→ Zadania do wykonania
1. Na podstawie wątku o rezygnacji Apple z procesorów PPC wyjaśnij, dlaczego użytkownikowi ketjow jest szkoda firmy Big Blue. Odpowiedz w jednym lub dwóch zdaniach.
2. Przepisz dokładnie fragment wątku o rezygnacji Apple z procesorów PPC. Zacznij od miejsca ze słowami "Koniec świata, przecież" i zakończ po słowach "open-source'owi niz Intel...".

→ Fragment tekstu
::::::::
# [OT] Apple rezygnuje z PPC!

## kranked

http://hacking.pl/5131  :Shocked: 

Dla mnie to bardzo dziwne, bo maki przede wszystkim kojarzone są z PowerPC i oprogramowanie jest robione pod te procki, a po zmianie na x86 chyba wszystko przewróci się o 360'  :Rolling Eyes: 

Mam rację czy urojenia?  :Laughing: 

----------

## qermit

Nie jestem pewien, ale intel nie robi tylko procków z rodziny x86

----------

## kranked

Przeczytałeś dokładnie tekst z tego linka?  :Wink: 

----------

## sir_skiner

swiat sie konczy  :Laughing: 

----------

## Poe

moze mi jeszcze powiecie, ze Apple zawiesi rozwój MacOSX i bedzie std. windows instalowany?:S

----------

## Zwierzak

Koniec świata, przecież PPC jesty jednym, z lepszych typów procesorów, z których właśnie głównie słynie Mac i każdy sobie z nim kojarzy!

----------

## ketjow

szkoda mi Big Blue.. W koncu IBM ma stanowisko bardziej przychylne open-source'owi niz Intel...

W ogole to dziwne - czym sie teraz bedzie roznil mac od "zwyklego" pc'ta? Bedzie mozna zainstalowac sobie na zwyklym nie-macu MacOS X?  :Smile: 

----------

## qermit

Zapewne wyglądem bedzie się różnił

----------

## YANOUSHek

Wyobrażacie sobie, co się stanie jak MAC OS X będzie działał na x86? 

Żegnaj Windowsie, żegnaj Linuxie... :]

Całe życie czekam na tę chwilę... :D

----------

## Polin

 *YANOUSHek wrote:*   

> Wyobrażacie sobie, co się stanie jak MAC OS X będzie działał na x86? 
> 
> Żegnaj Windowsie, żegnaj Linuxie... :]
> 
> Całe życie czekam na tę chwilę... 

 

A co? Laczy ze soba prostote obslugi Linuksa i bezpieczenstwo Windowsa?  :Wink: 

----------

## _troll_

 *YANOUSHek wrote:*   

> Wyobrażacie sobie, co się stanie jak MAC OS X będzie działał na x86? 
> 
> Żegnaj Windowsie, żegnaj Linuxie... :]
> 
> Całe życie czekam na tę chwilę... 

 Pogadamy jak pouzywasz troche mac osx'a  :Smile: )))) ja nie moge bez lin wytrzymac!  :Wink: 

PS. Ciekawi mnie czy Apple zostawi swoich dotychczasowych userow?? Marna szansa.... raczej bedzie support dwoch arch - x86 oraz ppc... zobaczymy....

Pozdrawiam,

Przemek

----------

## lazy_bum

 *Poe wrote:*   

> moze mi jeszcze powiecie, ze Apple zawiesi rozwój MacOSX i bedzie std. windows instalowany?:S

 

Tak, 3.11 ew. '95. (-;

----------

## kranked

http://newsroom.chip.pl/news_134915.html?rss Potwierdzone  :Wink: 

Najbardziej podoba mi się ten tekst:

 *Quote:*   

> 
> 
> Jobs ujawnił, że wszystkie edycje systemu Mac OS X przygotowywane były w dwóch wersjach: dla układów PowerPC i Intela. Mac OS X prowadził w ciągu ostatnich pięciu lat sekretne podwójne życie - powiedział.
::::::::
→ Materiał źródłowy

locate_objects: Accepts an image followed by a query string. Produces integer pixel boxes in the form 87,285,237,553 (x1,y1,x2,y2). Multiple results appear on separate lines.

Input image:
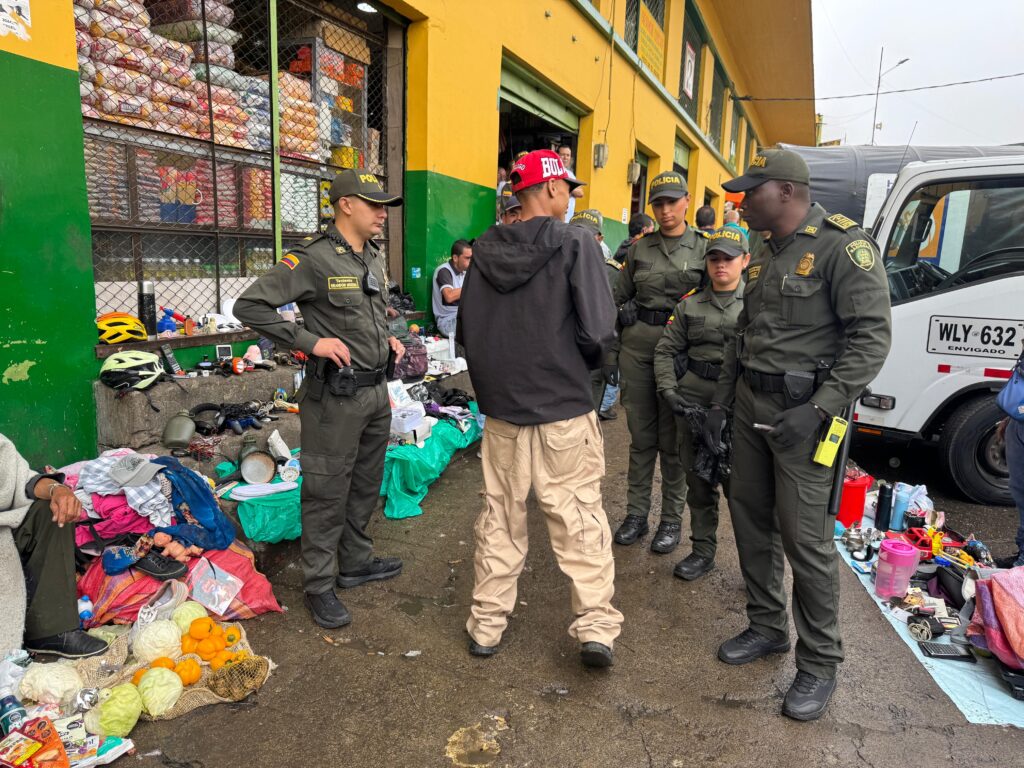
::::::::
→ Rozwiązania zadań
1. Użytkownikowi ketjow jest szkoda Big Blue, czyli IBM, ponieważ IBM ma stanowisko bardziej przychylne open source niż Intel.

2.
Koniec świata, przecież PPC jesty jednym, z lepszych typów procesorów, z których właśnie głównie słynie Mac i każdy sobie z nim kojarzy!

----------

## ketjow

szkoda mi Big Blue.. W koncu IBM ma stanowisko bardziej przychylne open-source'owi niz Intel...